It was a forward-looking move that anticipated readers’ changing needs. Over the decades, MWR editors took many more steps into unknown futures, including the 2012 shift to a biweekly schedule and a new name.

At each step along the way, readers of MWR supported these new ventures. The result has been a newspaper that has presented an inclusive vision of Mennonites and global Anabaptism for 95 years.

Today, we and our friends at The Mennonite Inc. are exploring another step of faith — and asking for your support if it comes to pass. We are proposing to create a new, independent, inter-Mennonite media organization by merging Mennonite World Review Inc. and The Mennonite Inc. This includes a recommendation to merge the publications, MWR and The Mennonite, by 2020 to create a new, stronger and more vital witness to our Anabaptist faith.

The final decision-makers are the Mennonite Church USA Executive Board and the 150 members of the MWR corporation. Both will be asked to approve the plan this year.

You can read the details of the merger exploration here. Decisions about the name, format and frequency in print of a new publication are still to come. But an essential part of the vision is certain: If approved, the new organization, like MWR today, will produce independent, inter-Mennonite journalism to inform and connect the global Anabaptist movement.

§ **Short task A**
Summarize the passage about the proposed merger in two sentences.
The passage about the proposed merger and the entries that come after it are unrelated materials.

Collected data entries

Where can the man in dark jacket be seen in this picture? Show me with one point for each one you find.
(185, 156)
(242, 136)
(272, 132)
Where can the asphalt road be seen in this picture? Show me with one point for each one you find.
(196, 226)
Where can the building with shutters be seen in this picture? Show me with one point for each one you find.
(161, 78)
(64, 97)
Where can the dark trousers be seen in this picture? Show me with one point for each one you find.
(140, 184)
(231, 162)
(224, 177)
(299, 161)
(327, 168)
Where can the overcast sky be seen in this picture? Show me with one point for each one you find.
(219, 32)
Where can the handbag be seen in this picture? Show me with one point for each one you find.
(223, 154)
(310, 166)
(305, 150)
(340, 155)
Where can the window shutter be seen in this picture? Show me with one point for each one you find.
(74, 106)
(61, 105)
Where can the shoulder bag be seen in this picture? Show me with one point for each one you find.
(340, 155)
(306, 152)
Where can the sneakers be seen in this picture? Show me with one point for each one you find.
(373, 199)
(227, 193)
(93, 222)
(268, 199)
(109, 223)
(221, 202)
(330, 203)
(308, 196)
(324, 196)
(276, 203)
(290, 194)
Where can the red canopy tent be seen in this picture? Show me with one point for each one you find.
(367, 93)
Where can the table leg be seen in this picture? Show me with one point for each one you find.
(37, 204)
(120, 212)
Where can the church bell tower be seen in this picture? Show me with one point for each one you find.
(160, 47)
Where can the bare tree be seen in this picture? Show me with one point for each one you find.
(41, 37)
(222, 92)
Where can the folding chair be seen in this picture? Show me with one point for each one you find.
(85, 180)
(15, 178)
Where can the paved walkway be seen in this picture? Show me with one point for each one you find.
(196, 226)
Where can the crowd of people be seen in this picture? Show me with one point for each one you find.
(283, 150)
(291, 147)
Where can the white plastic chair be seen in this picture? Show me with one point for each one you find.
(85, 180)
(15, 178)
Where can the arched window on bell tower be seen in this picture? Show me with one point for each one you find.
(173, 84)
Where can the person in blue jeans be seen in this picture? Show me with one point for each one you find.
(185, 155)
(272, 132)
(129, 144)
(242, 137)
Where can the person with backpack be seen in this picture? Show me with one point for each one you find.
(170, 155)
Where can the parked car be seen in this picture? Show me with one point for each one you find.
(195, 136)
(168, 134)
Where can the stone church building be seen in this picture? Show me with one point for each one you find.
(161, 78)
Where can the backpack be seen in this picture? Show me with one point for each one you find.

==

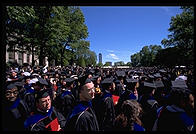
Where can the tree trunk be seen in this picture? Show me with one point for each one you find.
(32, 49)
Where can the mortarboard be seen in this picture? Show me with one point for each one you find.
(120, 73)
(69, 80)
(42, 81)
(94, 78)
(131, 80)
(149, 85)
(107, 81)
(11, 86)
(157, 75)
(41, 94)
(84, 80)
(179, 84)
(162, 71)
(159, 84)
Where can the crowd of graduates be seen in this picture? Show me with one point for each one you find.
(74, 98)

§ **Short task B**
Count the lines in the entries that contain the word "window", treating case as significant, and give only the number.

§ **Expected output A**
Over the decades, MWR editors made changes such as the 2012 move to a biweekly schedule and a new name, and with readers' support the newspaper has presented an inclusive vision of Mennonites and global Anabaptism for 95 years. MWR and The Mennonite Inc. now propose merging into a new, independent, inter-Mennonite media organization and combining their publications by 2020, a plan that the Mennonite Church USA Executive Board and the 150 members of the MWR corporation will be asked to approve this year.

§ **Expected output B**
2